═════ DATA PROVIDED

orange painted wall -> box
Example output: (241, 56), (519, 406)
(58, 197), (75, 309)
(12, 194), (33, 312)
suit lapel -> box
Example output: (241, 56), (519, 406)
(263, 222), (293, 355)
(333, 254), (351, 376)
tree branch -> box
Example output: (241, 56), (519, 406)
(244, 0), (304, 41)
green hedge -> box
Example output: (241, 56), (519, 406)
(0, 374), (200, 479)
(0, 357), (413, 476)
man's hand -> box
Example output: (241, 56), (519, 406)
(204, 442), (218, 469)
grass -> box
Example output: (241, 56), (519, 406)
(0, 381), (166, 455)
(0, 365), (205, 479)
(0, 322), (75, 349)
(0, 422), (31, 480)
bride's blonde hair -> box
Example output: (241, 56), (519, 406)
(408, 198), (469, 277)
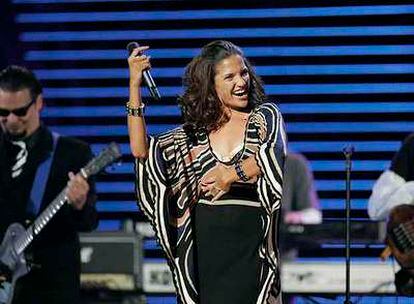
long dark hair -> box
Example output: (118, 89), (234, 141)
(178, 40), (266, 134)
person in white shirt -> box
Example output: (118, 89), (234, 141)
(368, 134), (414, 220)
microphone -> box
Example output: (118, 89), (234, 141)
(126, 41), (161, 101)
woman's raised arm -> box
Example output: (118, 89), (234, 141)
(127, 46), (151, 159)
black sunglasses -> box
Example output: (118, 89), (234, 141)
(0, 99), (36, 117)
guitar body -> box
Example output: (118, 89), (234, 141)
(387, 204), (414, 268)
(387, 204), (414, 295)
(0, 223), (30, 304)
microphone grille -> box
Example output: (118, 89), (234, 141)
(126, 42), (139, 55)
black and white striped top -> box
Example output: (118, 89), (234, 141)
(135, 102), (287, 304)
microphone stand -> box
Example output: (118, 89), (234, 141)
(343, 146), (354, 304)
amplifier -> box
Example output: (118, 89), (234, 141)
(79, 231), (143, 291)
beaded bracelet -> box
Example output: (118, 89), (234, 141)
(234, 161), (249, 182)
(126, 102), (145, 117)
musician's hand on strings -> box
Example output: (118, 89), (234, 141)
(66, 172), (89, 210)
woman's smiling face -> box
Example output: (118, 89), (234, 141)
(214, 54), (250, 111)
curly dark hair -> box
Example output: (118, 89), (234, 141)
(178, 40), (266, 133)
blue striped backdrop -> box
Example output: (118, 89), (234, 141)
(9, 0), (414, 302)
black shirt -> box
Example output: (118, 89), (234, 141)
(0, 126), (52, 234)
(0, 125), (98, 304)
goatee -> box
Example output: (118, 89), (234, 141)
(3, 129), (27, 142)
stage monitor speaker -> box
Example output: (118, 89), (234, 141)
(79, 231), (143, 291)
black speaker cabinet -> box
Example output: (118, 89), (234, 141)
(79, 231), (143, 291)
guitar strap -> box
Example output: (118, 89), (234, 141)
(27, 132), (60, 216)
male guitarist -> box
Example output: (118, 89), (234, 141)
(0, 65), (98, 303)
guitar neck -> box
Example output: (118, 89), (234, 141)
(14, 188), (69, 255)
(10, 142), (121, 256)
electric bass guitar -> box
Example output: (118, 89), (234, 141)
(386, 204), (414, 295)
(0, 142), (121, 304)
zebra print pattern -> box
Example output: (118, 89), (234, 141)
(135, 102), (286, 304)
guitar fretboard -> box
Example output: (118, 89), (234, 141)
(14, 189), (68, 255)
(391, 220), (414, 253)
(9, 142), (120, 256)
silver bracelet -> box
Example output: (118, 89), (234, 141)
(126, 102), (145, 117)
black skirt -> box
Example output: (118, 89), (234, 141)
(194, 183), (264, 304)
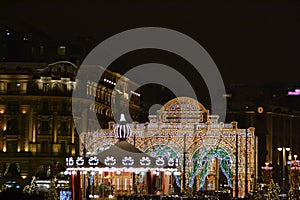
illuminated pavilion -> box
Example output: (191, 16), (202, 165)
(68, 97), (258, 198)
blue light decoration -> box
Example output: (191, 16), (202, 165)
(60, 191), (71, 200)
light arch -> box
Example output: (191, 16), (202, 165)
(189, 144), (235, 189)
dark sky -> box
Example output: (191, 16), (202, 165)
(1, 1), (300, 86)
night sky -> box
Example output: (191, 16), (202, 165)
(1, 1), (300, 86)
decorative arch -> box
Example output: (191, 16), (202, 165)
(189, 144), (234, 189)
(137, 137), (182, 156)
(144, 144), (180, 161)
(158, 97), (209, 123)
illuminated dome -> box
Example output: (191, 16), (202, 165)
(114, 114), (131, 140)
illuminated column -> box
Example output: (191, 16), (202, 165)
(32, 110), (37, 143)
(71, 118), (75, 144)
(3, 137), (6, 152)
(215, 157), (219, 190)
(53, 112), (57, 143)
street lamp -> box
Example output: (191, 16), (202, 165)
(277, 147), (290, 193)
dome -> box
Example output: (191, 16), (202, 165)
(114, 114), (131, 140)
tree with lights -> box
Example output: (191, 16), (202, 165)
(266, 180), (280, 200)
(252, 182), (265, 200)
(46, 180), (59, 200)
(23, 176), (39, 195)
(288, 188), (297, 200)
(0, 184), (7, 193)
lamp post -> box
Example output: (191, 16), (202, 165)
(261, 162), (273, 185)
(277, 147), (290, 193)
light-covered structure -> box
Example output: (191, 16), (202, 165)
(81, 97), (258, 197)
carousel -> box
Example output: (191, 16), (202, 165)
(65, 114), (179, 199)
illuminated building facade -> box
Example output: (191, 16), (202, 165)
(0, 61), (141, 186)
(81, 97), (258, 198)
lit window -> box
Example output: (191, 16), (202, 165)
(40, 46), (45, 56)
(57, 46), (66, 56)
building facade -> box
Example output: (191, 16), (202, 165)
(0, 61), (141, 186)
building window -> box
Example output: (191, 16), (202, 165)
(39, 46), (45, 56)
(62, 84), (67, 92)
(41, 121), (49, 132)
(42, 102), (49, 113)
(7, 83), (11, 92)
(62, 102), (67, 113)
(16, 83), (21, 92)
(41, 141), (48, 153)
(43, 83), (49, 92)
(61, 141), (66, 155)
(57, 46), (66, 56)
(31, 46), (36, 56)
(6, 119), (19, 133)
(53, 83), (59, 92)
(7, 140), (18, 153)
(60, 121), (68, 134)
(7, 101), (19, 111)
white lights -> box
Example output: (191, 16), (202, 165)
(76, 157), (84, 166)
(130, 90), (140, 97)
(89, 194), (99, 199)
(140, 156), (151, 166)
(165, 171), (172, 176)
(122, 156), (134, 166)
(277, 147), (290, 151)
(66, 157), (74, 166)
(174, 171), (181, 176)
(156, 157), (165, 166)
(104, 78), (116, 85)
(104, 156), (116, 166)
(88, 156), (99, 166)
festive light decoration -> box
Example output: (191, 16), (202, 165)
(122, 156), (134, 166)
(156, 157), (165, 166)
(76, 157), (84, 166)
(23, 177), (39, 195)
(88, 156), (99, 166)
(140, 157), (151, 166)
(77, 97), (257, 197)
(104, 156), (116, 166)
(114, 114), (131, 140)
(46, 180), (58, 200)
(66, 157), (74, 166)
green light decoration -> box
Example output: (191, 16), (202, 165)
(189, 146), (233, 188)
(145, 145), (181, 187)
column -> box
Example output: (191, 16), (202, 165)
(53, 112), (57, 143)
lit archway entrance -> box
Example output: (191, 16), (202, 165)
(189, 146), (233, 191)
(145, 145), (181, 194)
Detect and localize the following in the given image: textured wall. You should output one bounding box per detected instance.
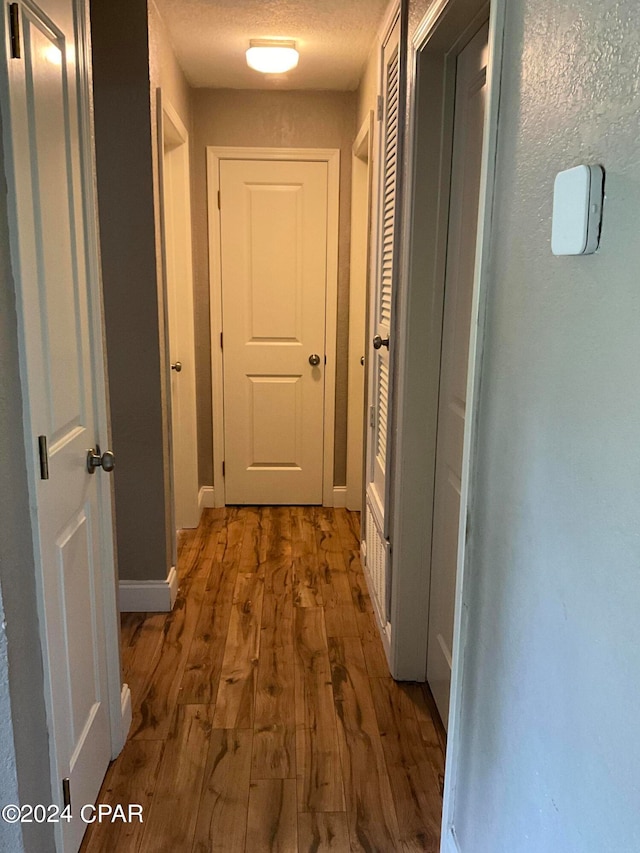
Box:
[91,0,172,582]
[0,114,54,852]
[443,1,640,850]
[357,42,379,130]
[191,89,357,488]
[148,0,192,129]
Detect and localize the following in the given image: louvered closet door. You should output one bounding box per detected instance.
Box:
[365,14,400,628]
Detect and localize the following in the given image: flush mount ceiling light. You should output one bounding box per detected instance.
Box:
[246,39,299,74]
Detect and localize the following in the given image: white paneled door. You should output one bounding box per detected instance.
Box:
[219,158,329,504]
[2,0,118,849]
[427,21,489,727]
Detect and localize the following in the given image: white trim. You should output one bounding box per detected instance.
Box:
[206,146,341,508]
[4,0,125,798]
[120,683,132,745]
[119,566,178,612]
[378,0,401,44]
[346,112,374,512]
[198,486,216,511]
[75,0,125,761]
[157,91,200,533]
[412,0,452,46]
[442,0,507,841]
[389,0,498,681]
[442,825,462,853]
[332,486,347,508]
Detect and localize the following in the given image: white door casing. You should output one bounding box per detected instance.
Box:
[158,92,199,531]
[1,0,122,849]
[364,8,400,635]
[427,21,489,727]
[208,148,340,507]
[389,0,507,838]
[346,112,374,512]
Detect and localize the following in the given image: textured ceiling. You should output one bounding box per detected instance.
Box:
[153,0,390,90]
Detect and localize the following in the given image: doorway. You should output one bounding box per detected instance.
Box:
[159,92,200,534]
[207,147,340,507]
[346,112,374,512]
[386,0,502,695]
[426,18,490,726]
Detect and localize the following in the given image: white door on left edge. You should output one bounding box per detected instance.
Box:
[219,158,328,505]
[3,0,115,849]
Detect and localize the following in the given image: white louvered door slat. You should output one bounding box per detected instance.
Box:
[364,12,400,632]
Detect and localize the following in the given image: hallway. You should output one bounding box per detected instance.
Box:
[81,507,445,852]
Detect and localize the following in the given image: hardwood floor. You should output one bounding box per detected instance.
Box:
[81,507,445,853]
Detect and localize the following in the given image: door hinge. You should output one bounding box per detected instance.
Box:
[222,461,225,477]
[62,778,71,809]
[217,190,221,209]
[377,95,384,121]
[38,435,49,480]
[9,4,20,59]
[220,331,223,349]
[369,405,375,428]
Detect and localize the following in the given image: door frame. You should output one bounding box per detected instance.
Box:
[74,0,128,760]
[346,113,374,511]
[207,146,340,507]
[389,0,506,844]
[0,0,127,830]
[157,90,199,534]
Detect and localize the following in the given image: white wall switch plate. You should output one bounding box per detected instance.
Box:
[551,164,604,256]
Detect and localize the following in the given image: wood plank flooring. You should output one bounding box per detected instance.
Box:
[81,507,445,853]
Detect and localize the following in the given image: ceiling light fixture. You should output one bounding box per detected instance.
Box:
[246,39,299,74]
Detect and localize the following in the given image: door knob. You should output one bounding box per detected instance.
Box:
[171,361,182,372]
[308,354,321,366]
[373,335,390,350]
[360,356,365,366]
[87,445,116,474]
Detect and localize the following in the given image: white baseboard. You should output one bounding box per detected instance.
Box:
[120,683,132,745]
[198,484,349,509]
[198,486,215,511]
[119,565,178,612]
[332,486,347,507]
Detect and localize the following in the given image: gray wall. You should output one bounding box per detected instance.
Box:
[191,89,357,489]
[91,0,172,582]
[443,1,640,850]
[0,115,54,852]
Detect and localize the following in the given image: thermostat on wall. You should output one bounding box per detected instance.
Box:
[551,164,604,255]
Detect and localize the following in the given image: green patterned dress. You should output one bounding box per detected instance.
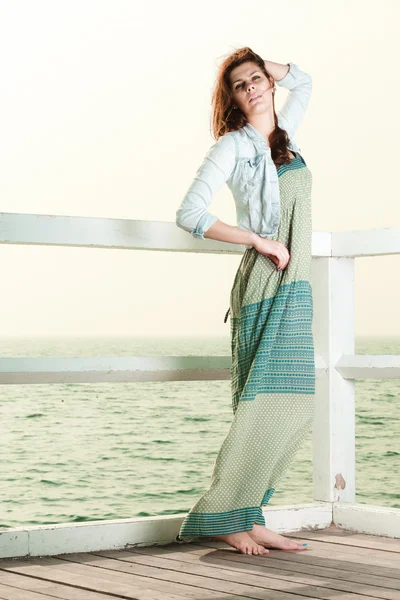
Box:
[177,152,315,541]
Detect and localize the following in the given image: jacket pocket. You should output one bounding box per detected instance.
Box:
[243,155,265,185]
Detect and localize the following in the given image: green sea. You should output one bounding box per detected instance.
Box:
[0,335,399,530]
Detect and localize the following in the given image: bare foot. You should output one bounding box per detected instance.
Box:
[248,524,308,551]
[211,531,269,555]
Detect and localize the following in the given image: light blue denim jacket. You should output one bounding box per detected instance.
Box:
[175,62,312,249]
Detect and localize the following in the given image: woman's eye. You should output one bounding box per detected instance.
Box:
[235,76,260,90]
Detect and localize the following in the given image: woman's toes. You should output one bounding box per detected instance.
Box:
[289,540,307,550]
[258,544,269,554]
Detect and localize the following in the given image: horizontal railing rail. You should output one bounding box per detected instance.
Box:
[1,211,399,256]
[0,355,327,384]
[1,354,400,384]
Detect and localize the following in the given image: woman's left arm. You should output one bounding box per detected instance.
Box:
[264,60,312,141]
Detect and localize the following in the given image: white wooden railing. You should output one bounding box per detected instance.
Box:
[0,212,399,559]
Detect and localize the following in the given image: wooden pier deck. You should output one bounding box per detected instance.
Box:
[0,525,399,599]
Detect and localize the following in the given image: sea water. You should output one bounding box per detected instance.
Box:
[0,335,398,529]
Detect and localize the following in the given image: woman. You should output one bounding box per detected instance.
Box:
[175,47,315,556]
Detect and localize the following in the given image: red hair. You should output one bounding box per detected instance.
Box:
[211,46,293,168]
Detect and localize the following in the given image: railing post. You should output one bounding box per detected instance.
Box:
[312,255,356,504]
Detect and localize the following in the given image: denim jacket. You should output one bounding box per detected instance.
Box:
[175,62,312,249]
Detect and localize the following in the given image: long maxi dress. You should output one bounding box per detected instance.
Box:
[177,151,315,541]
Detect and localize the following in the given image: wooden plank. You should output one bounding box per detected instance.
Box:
[0,355,232,384]
[312,256,356,504]
[278,537,400,565]
[0,569,115,599]
[0,583,66,599]
[196,539,400,577]
[94,547,400,600]
[192,533,400,568]
[332,227,400,257]
[0,354,326,385]
[0,212,246,255]
[128,544,400,592]
[42,553,325,600]
[150,542,400,590]
[285,527,400,552]
[128,545,400,590]
[0,212,332,257]
[0,557,218,599]
[336,355,400,379]
[133,543,400,590]
[333,505,400,539]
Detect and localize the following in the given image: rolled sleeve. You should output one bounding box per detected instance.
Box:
[191,213,220,240]
[176,133,236,240]
[276,62,312,141]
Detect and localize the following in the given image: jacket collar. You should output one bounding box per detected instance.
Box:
[243,121,298,153]
[242,122,270,152]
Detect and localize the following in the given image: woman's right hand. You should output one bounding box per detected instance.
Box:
[252,236,290,271]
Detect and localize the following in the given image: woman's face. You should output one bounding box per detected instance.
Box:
[229,62,274,118]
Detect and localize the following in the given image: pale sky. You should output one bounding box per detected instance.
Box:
[0,0,399,337]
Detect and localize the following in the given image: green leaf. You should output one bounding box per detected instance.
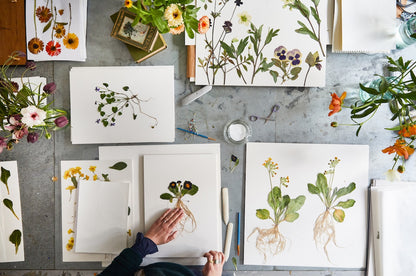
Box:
[267,186,281,209]
[103,83,109,87]
[310,7,321,24]
[296,0,310,18]
[237,37,249,56]
[232,257,238,271]
[168,183,179,195]
[160,193,174,201]
[290,66,302,76]
[307,183,320,194]
[1,167,11,194]
[355,124,362,136]
[43,20,52,33]
[128,207,131,216]
[109,162,127,171]
[285,212,299,222]
[359,83,379,95]
[379,76,389,94]
[316,173,328,197]
[295,26,318,41]
[287,195,306,213]
[9,229,21,254]
[220,42,236,59]
[333,209,345,222]
[351,105,377,119]
[269,70,279,83]
[3,199,19,220]
[335,182,356,198]
[102,174,110,181]
[396,91,416,100]
[187,184,199,196]
[122,86,129,91]
[256,209,270,220]
[112,106,118,113]
[336,199,356,209]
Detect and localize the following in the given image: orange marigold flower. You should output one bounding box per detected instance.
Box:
[36,6,52,23]
[382,139,415,160]
[398,124,416,138]
[198,16,210,34]
[328,92,346,116]
[28,37,44,54]
[169,24,185,35]
[63,33,79,50]
[54,24,66,39]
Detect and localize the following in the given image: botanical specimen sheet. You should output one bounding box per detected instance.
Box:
[25,0,87,61]
[370,180,416,276]
[61,160,133,262]
[195,0,327,87]
[244,143,368,268]
[143,154,222,258]
[0,161,24,262]
[99,144,221,265]
[70,66,175,144]
[75,180,130,254]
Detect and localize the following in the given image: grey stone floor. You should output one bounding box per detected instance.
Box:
[0,0,415,275]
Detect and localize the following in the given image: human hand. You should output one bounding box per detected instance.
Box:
[202,250,225,276]
[144,208,184,245]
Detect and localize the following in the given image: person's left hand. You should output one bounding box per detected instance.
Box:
[144,208,184,245]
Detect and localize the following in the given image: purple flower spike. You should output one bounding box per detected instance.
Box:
[16,51,26,57]
[25,61,37,71]
[54,116,68,128]
[27,132,39,143]
[43,82,57,94]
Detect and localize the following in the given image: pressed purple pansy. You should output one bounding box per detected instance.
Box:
[234,0,243,6]
[287,49,302,66]
[223,21,232,33]
[274,46,287,61]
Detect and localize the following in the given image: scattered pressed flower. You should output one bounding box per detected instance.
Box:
[28,38,44,54]
[164,4,183,27]
[382,139,415,160]
[274,46,287,61]
[124,0,133,8]
[230,154,240,173]
[234,0,243,6]
[67,228,74,234]
[238,11,251,26]
[21,106,47,127]
[27,132,39,143]
[54,116,68,128]
[287,49,302,66]
[183,181,193,190]
[93,174,98,181]
[43,82,56,94]
[89,166,96,173]
[15,51,26,57]
[198,16,210,34]
[328,92,346,116]
[169,181,177,188]
[63,33,79,50]
[169,24,185,35]
[45,41,62,56]
[223,21,233,33]
[36,6,52,23]
[127,229,132,236]
[66,185,76,192]
[54,24,66,39]
[25,61,36,71]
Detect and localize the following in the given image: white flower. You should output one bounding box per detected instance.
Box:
[21,105,47,127]
[238,11,252,26]
[385,169,401,182]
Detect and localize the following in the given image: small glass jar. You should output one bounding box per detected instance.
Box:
[223,120,251,144]
[396,17,416,49]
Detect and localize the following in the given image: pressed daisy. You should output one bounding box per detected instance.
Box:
[198,16,210,34]
[238,11,251,26]
[28,37,44,54]
[164,4,183,27]
[124,0,133,8]
[45,41,62,56]
[169,24,185,35]
[54,24,66,39]
[36,6,52,23]
[63,33,79,50]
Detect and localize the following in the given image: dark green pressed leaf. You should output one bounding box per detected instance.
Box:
[308,183,320,194]
[291,66,302,76]
[256,209,270,220]
[335,182,356,198]
[336,199,356,209]
[310,7,321,24]
[112,107,118,113]
[281,195,290,209]
[379,76,389,94]
[70,176,78,188]
[103,83,109,87]
[316,173,328,196]
[396,91,416,100]
[102,174,110,181]
[359,83,380,95]
[237,37,248,56]
[109,162,128,171]
[43,20,52,33]
[160,193,173,200]
[270,70,279,83]
[188,184,199,196]
[1,166,10,194]
[351,105,377,119]
[220,42,236,59]
[122,86,129,91]
[128,207,131,216]
[3,199,19,220]
[9,229,21,254]
[355,124,362,136]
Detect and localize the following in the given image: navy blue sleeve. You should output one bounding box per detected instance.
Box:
[98,248,143,276]
[130,232,158,258]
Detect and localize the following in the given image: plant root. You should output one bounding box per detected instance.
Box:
[313,210,338,262]
[248,225,286,262]
[175,198,197,233]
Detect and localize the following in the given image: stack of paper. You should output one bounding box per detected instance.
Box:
[0,161,24,263]
[25,0,87,61]
[370,180,416,276]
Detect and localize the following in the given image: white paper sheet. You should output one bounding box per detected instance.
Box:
[61,160,133,262]
[195,0,327,87]
[69,66,175,144]
[244,143,368,268]
[143,154,222,258]
[0,161,24,263]
[75,180,129,254]
[25,0,87,61]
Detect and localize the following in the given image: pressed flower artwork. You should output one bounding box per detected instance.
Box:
[25,0,87,61]
[195,0,327,86]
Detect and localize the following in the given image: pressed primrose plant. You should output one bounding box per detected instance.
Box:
[160,180,199,233]
[248,158,305,261]
[307,157,355,261]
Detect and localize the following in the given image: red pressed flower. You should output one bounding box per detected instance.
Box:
[328,92,346,116]
[382,139,415,160]
[398,124,416,138]
[45,41,62,56]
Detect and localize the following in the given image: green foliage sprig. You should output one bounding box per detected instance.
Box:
[1,166,11,195]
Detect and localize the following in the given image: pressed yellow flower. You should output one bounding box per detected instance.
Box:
[28,37,44,54]
[63,170,71,179]
[69,237,74,243]
[89,166,96,173]
[54,24,66,39]
[84,175,90,180]
[238,11,252,26]
[93,174,98,181]
[66,185,76,192]
[66,243,73,251]
[127,229,132,236]
[164,4,183,27]
[124,0,133,8]
[67,228,74,234]
[63,33,79,50]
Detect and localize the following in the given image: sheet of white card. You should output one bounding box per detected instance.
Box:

══════════

> _EXERCISE REQUIREMENTS_
Keeping every character as it is, restate the lines above that run from the line with "illuminated building facade -> box" through the line with "building window -> box", both included, and nothing else.

> _YOUR RESPONSE_
illuminated building facade -> box
Example output: (191, 16), (202, 165)
(0, 61), (141, 186)
(81, 97), (258, 198)
lit window -> box
Example output: (191, 16), (202, 165)
(40, 46), (45, 56)
(57, 46), (66, 56)
building facade -> box
Example output: (191, 16), (202, 165)
(0, 61), (141, 186)
building window -> box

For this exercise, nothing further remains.